__RECORDS FOR THE TASK__.
** BEGIN **

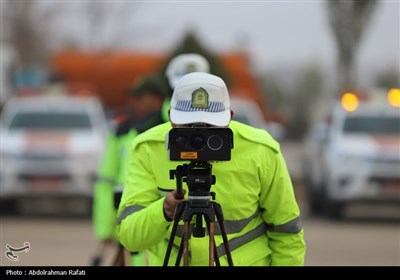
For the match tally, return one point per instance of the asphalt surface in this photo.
(69, 241)
(367, 236)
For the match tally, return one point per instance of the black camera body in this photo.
(200, 144)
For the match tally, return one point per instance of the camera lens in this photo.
(215, 142)
(197, 142)
(180, 142)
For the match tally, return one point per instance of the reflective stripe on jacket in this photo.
(254, 189)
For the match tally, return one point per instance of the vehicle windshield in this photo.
(50, 120)
(371, 125)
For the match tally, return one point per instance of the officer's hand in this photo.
(170, 203)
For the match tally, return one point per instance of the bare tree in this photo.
(348, 20)
(33, 27)
(108, 23)
(25, 28)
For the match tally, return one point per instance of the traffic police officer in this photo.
(254, 189)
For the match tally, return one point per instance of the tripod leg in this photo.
(179, 256)
(220, 217)
(177, 216)
(215, 256)
(211, 243)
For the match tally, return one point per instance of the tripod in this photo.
(198, 177)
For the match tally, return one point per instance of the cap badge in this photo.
(190, 67)
(200, 98)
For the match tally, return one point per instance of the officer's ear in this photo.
(169, 116)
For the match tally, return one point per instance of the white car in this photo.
(248, 112)
(50, 146)
(356, 158)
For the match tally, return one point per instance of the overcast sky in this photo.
(271, 31)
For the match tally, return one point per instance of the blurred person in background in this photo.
(147, 97)
(254, 189)
(112, 171)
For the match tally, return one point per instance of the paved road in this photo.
(67, 241)
(368, 237)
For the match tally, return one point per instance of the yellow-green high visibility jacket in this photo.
(111, 173)
(261, 215)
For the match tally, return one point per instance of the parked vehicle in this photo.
(355, 157)
(50, 146)
(248, 112)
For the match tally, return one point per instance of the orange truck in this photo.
(107, 75)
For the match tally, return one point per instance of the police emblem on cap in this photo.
(200, 98)
(190, 67)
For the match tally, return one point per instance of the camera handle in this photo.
(199, 207)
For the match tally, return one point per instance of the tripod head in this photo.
(198, 177)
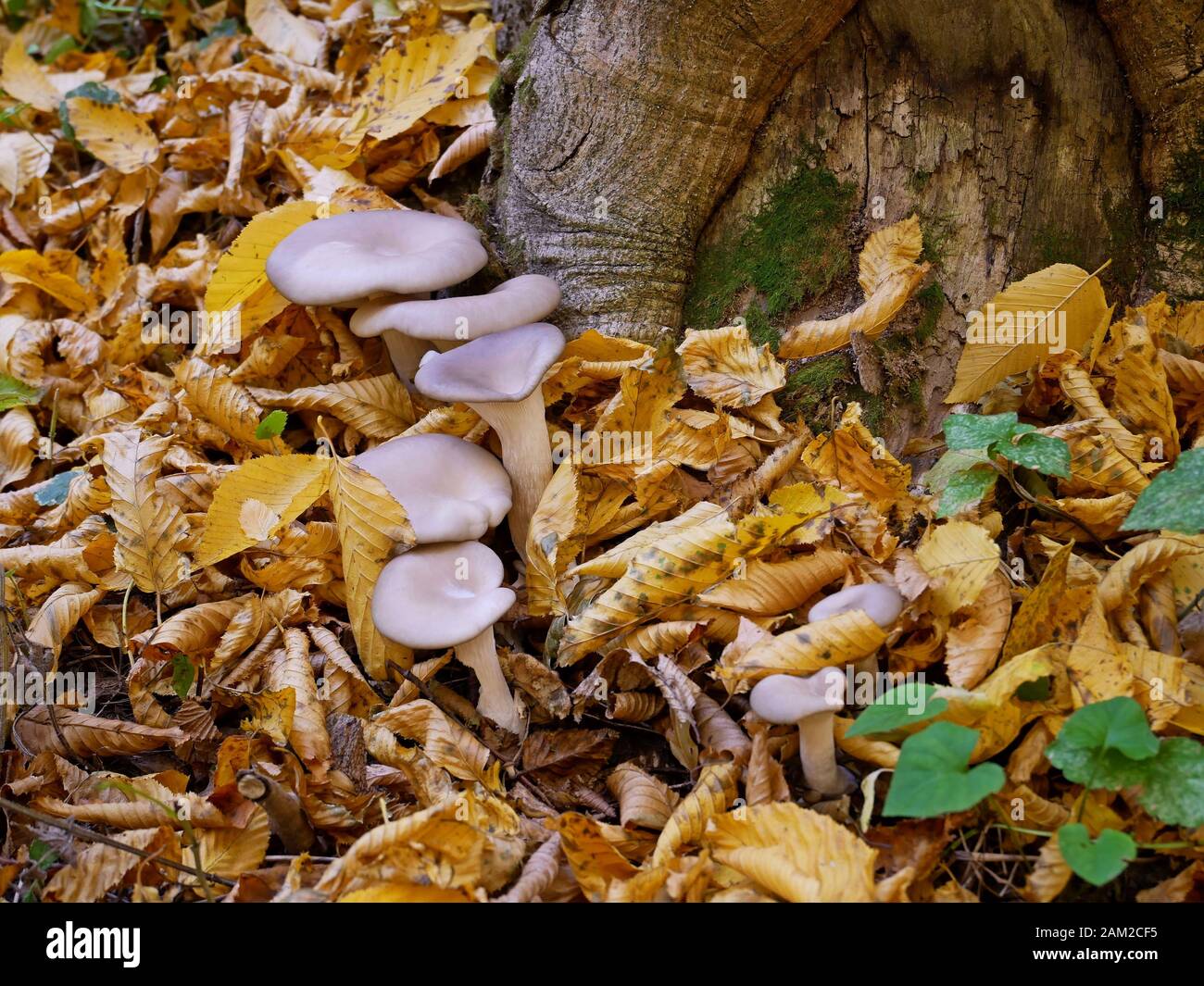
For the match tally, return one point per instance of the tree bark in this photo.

** END **

__SET EXERCISE__.
Write out every line above word for word, omitting the pictures.

__ANSWER TO THE PROBLEM__.
For the match tally, return one point per instance of the asphalt surface in this photo.
(69, 241)
(367, 236)
For the match tally, return one point per instance of the black camera body in this photo.
(200, 144)
For the match tally, return one point per instance of the camera lens in this photo.
(215, 142)
(197, 142)
(180, 142)
For the match tally, return one point per instance of the reflective stripe on jacket in this photo.
(254, 189)
For the match tally, return one point per instance of the vehicle windshield in this photo.
(50, 120)
(371, 125)
For the match tally, return one point per instance of the officer's hand in this photo.
(170, 203)
For the match tally, return one point per instance of the bare tree in this photo.
(348, 20)
(33, 27)
(108, 23)
(25, 28)
For the match tally, return one point per instance of the traffic police officer in this photo.
(254, 189)
For the match tally, return one point per instance of the tripod leg in this photo.
(179, 256)
(220, 217)
(177, 216)
(215, 256)
(211, 243)
For the match tally, return one point per instance of the tripod in this photo.
(198, 177)
For the match tally, return one point per instance of the cap badge in this photo.
(190, 67)
(200, 98)
For the match tally, return one point per instance of the officer's ear in this photo.
(169, 116)
For the match tally, return one point per instance of the white car in this photo.
(248, 112)
(50, 146)
(356, 158)
For the match tally, return one point per instance of the overcast sky in this photo.
(271, 31)
For the match tally, return one point per instance of the blurred person in background in this photo.
(147, 97)
(254, 189)
(112, 171)
For the match tally, return one point per instance of the paved road in this photo.
(67, 241)
(368, 237)
For the match tally, return one point per instance of the yellow-green high visibility jacket in this photo.
(111, 173)
(261, 215)
For the match tally, return one point per instance of the parked vehicle in this photo.
(355, 157)
(50, 146)
(248, 112)
For the match tally, return one point per instance of the orange truck in this photo.
(107, 75)
For the match tally, return one point per instance of the police emblem on cap in this photo.
(200, 98)
(190, 67)
For the match tally, return one point per instance of the camera handle in this photo.
(199, 207)
For the match tally, return one point per instance of the tripod head in this photo.
(198, 177)
For the match tally, return one point per instance of the tree bark in this photo.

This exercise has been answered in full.